Brief ::
Please answer from the article on the TRAQPak report:
(a) In what year was TRAQPak formed?
(b) Flight data from which two countries does the February 2018 Aircraft Activity Report analyze?
(c) What rise in flights do TRAQPak experts expect for February?

Text passage ::
***
TRAQPak Report Shows Big Boost for January Flights

by PBJ Staff / Mar 06, 2018

Private Jet Red Carpet

You may have already read our article explaining that there’s been a gradual uptake in bizjet sales. However, it would appear the increased demand for aircraft goes far beyond the private sector, according to the latest TRAQPak data released by Argus International.

TRAQPak is a respected source of objective data within the aviation industry formed in 1995. Calling themselves “the most sophisticated aircraft activity analysis and market intelligent reporting tool” means their work comes under close scrutiny. It is their job to assist the industry with their intel and to help manage risk.

IN recent days ARGUS International released the February 2018 Aircraft Activity Report, which analyses flight data in the US and Canada collected in January. It is measured and compared to the results of previous months and years. And their latest report makes for very happy reading for business aircraft companies.

4% increase

Flights in the US January have shown a vast increase year-on-year, with figures reflecting a 4% upwards trend. Experts had already predicted January would be a good month, anticipating a rise of 3.3%, but the real figures were even more impressive. TRAQPak experts now expect to see a 3.8% rise in February, though it remains to be seen if their predictions are once again proven to be overly cautious.
***
Excerpted data ::
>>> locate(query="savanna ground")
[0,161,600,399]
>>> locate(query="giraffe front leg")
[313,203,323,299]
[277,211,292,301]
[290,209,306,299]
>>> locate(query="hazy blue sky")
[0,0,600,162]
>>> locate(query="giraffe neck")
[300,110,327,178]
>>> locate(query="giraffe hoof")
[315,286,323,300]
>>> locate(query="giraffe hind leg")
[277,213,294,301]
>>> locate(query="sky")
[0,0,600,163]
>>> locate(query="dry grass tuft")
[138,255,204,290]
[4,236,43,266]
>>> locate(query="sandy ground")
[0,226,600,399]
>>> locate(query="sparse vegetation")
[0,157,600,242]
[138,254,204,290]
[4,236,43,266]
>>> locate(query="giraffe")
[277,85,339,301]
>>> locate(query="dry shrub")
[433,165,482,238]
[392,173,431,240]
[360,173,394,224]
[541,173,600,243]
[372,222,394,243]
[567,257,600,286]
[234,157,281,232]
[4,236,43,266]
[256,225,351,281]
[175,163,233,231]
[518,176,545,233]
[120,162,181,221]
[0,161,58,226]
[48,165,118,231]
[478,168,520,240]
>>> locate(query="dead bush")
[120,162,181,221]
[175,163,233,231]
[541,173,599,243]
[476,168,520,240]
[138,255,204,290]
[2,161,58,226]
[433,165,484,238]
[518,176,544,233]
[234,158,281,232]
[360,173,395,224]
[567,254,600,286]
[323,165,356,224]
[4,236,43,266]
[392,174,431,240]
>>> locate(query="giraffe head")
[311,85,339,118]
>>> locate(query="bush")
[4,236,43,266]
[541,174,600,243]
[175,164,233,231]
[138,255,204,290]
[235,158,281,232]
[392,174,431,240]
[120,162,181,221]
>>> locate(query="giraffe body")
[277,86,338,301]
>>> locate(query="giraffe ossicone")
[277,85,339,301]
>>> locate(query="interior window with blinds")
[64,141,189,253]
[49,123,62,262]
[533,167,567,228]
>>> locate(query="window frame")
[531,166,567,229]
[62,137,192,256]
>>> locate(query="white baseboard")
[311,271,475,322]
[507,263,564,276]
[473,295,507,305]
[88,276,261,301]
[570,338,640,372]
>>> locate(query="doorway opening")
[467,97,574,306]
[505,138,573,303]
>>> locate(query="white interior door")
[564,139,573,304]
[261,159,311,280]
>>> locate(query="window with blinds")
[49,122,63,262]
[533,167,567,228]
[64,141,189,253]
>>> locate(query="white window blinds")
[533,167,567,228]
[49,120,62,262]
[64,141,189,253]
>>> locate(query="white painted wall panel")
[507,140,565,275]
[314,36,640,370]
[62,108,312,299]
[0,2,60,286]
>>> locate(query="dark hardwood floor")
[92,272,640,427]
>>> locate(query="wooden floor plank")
***
Response area ::
(a) 1995
(b) The US and Canada
(c) 3.8%